§ **Problem details**
For each line of the data below, copy it if it holds the word "form".

Items from a data source
*** Begin section ***
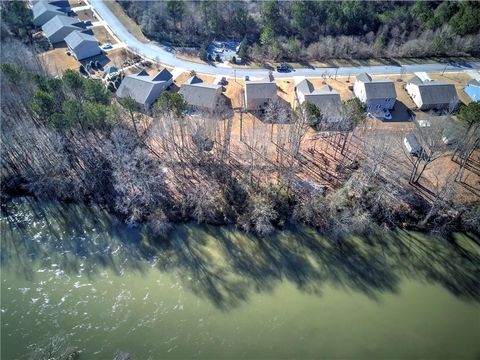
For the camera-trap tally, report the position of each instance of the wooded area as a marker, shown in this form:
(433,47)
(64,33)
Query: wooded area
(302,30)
*** End section ***
*** Begin section ***
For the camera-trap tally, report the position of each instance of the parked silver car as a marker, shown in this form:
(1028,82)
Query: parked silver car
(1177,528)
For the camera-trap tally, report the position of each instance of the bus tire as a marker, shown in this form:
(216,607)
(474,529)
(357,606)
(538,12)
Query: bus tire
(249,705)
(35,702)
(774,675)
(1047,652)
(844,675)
*** End section ***
§ **Written answer**
For the camera-trap tally, report the position of each instance of the wooded area as a marker, shown in this form:
For the camera-trap tally, report the position of each instance of the parked silver car as a marker, shown in this form:
For the camera-trap tally, report the position of each instance of the bus tire as a marker, shown in this form:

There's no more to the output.